§ **DOCUMENT SEGMENT**:
Thank you, Jose. Thank you all for joining our call. We will start on Page 11. Before we discuss the performance of Investment Banking, just as a backdrop and to put things in context. As Roberto described, we will show results both in terms of growth and in terms of performance that are very good, outstanding throughout all our business areas.
So growth and performance in the present quarter have been very well distributed amongst all our businesses, and this is what I expect we can see from the discussion on the next pages. So on Page 11, Investment Banking had our we had our 2nd best quarter in Investment Banking in the Q1 of 2021, only second to the Q4 of 2020. And as you can see on the graph in the middle, we have reached probably a new plateau fair to say, a new plateau of revenues and capacity to generate earnings in Investment Banking. We are taking advantage of the strong activity in capital markets in Brazil. About 95% of the revenues in the Q1 came from deals executed in Brazil, half of which about half of which ECM and the other half DCM deals.
Despite a large number of M and A transactions in execution and many of them even closed during the Q1, we only have captured fees from 3 M and As in the Q1. So that's a business line inside Investment Banking, which we expect can contribute more with revenues throughout the year. We continue to be number 1 in the ranking in M and A and in ECM in Brazil and LATAM. And so that makes for a very good performance of Investment Banking in the Q1. Turning to Page 12.
Here we see our corporate lending and SME business. Our lending portfolio continues to grow. We have expanded our lending portfolio 9% quarter on quarter and 69% year on year with solid quality and stable spreads. So as you see on the graph in the right part of the page, corporate lending portfolio went from R47.7 billion dollars to R80.4 billion dollars in the 12 month period. That's a 57% growth just in corporate lending.

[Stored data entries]
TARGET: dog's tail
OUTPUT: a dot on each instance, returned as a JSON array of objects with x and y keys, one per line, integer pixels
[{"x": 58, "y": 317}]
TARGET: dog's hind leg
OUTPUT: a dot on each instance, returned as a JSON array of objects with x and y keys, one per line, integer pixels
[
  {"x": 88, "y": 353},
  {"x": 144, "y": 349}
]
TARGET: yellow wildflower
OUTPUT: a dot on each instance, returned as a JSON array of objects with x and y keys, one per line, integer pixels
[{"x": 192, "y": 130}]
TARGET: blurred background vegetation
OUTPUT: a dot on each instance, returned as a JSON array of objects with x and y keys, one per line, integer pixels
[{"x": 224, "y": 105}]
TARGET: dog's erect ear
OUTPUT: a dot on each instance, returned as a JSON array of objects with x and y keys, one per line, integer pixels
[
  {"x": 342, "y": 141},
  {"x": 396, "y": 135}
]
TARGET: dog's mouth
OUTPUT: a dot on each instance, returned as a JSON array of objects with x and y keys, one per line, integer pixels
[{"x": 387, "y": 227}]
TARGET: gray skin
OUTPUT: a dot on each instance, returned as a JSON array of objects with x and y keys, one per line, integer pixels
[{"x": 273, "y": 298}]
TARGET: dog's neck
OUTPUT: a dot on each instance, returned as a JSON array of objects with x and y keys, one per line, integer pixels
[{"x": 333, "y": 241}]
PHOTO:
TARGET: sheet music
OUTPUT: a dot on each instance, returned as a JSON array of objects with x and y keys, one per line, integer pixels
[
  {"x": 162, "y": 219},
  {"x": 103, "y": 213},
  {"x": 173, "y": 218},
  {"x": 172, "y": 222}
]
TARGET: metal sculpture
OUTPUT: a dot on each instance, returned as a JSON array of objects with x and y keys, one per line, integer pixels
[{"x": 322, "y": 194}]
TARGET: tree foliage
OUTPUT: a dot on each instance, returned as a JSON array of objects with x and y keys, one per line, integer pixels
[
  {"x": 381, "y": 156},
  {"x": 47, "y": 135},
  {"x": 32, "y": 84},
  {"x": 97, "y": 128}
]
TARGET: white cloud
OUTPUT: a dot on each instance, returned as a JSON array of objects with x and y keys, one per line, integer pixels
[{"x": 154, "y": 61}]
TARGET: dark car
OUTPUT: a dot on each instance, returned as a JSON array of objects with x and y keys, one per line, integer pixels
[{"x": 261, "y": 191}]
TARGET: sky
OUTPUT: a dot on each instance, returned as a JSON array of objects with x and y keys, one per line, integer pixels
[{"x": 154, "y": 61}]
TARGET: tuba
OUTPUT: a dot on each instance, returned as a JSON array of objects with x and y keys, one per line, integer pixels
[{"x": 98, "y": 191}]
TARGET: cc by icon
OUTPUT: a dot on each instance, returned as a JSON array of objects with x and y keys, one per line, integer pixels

§ **REQUESTS**:
**a)** According to the earnings call remarks, roughly what share of Investment Banking revenues in the Q1 came from deals executed in Brazil?
**b)** Write out the earnings call remarks word for word, starting with "Despite a large" and going on through "in corporate lending.".

§ **RESULTS**:
**a)** About 95%.

**b)**
Despite a large number of M and A transactions in execution and many of them even closed during the Q1, we only have captured fees from 3 M and As in the Q1. So that's a business line inside Investment Banking, which we expect can contribute more with revenues throughout the year. We continue to be number 1 in the ranking in M and A and in ECM in Brazil and LATAM. And so that makes for a very good performance of Investment Banking in the Q1. Turning to Page 12.
Here we see our corporate lending and SME business. Our lending portfolio continues to grow. We have expanded our lending portfolio 9% quarter on quarter and 69% year on year with solid quality and stable spreads. So as you see on the graph in the right part of the page, corporate lending portfolio went from R47.7 billion dollars to R80.4 billion dollars in the 12 month period. That's a 57% growth just in corporate lending.